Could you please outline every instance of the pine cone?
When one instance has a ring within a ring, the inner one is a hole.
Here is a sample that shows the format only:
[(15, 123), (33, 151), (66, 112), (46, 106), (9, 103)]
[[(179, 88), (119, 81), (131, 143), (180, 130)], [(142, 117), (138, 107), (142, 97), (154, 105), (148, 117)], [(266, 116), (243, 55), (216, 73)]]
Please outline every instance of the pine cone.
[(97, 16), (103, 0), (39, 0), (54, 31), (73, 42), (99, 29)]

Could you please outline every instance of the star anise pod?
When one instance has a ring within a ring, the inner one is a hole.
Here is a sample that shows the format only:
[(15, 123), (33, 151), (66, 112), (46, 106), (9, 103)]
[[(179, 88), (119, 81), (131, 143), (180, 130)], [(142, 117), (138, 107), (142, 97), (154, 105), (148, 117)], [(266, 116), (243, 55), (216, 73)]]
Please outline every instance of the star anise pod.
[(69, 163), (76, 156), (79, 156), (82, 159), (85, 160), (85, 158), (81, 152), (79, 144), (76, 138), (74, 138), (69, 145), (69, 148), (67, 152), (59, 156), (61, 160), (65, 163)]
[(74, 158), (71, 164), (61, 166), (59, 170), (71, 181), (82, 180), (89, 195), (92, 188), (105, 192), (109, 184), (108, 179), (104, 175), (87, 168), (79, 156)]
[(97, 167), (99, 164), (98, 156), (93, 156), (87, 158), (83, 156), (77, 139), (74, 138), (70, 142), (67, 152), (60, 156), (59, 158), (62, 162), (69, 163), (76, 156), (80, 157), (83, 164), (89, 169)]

* * *

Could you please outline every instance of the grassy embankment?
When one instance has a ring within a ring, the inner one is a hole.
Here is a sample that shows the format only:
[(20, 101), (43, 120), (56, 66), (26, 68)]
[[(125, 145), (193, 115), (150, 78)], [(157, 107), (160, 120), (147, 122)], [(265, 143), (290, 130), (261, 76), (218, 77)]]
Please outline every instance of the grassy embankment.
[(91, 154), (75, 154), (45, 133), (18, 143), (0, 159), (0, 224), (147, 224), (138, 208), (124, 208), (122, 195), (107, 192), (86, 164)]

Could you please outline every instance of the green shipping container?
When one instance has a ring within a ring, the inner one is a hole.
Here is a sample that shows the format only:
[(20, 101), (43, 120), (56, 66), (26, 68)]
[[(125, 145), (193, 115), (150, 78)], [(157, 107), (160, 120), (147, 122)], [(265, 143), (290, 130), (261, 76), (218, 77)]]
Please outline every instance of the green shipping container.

▸ **What is expected**
Output as a JSON list of strings, one per line and skipping blank lines, the listing lines starting at the line that contains "Could you please outline every instance of the green" and ending after the line that contains "Please outline every instance of the green shipping container.".

▸ **Reply**
[
  "Could you please outline every instance of the green shipping container?",
  "When one instance has a ring within a ring, the inner one is a hole.",
  "Here is a sample that shows the format only:",
  "[(20, 101), (43, 120), (56, 66), (26, 68)]",
  "[[(125, 145), (193, 115), (150, 78)], [(157, 107), (160, 120), (147, 122)], [(265, 143), (290, 130), (261, 76), (218, 77)]]",
  "Please outline every instance of the green shipping container."
]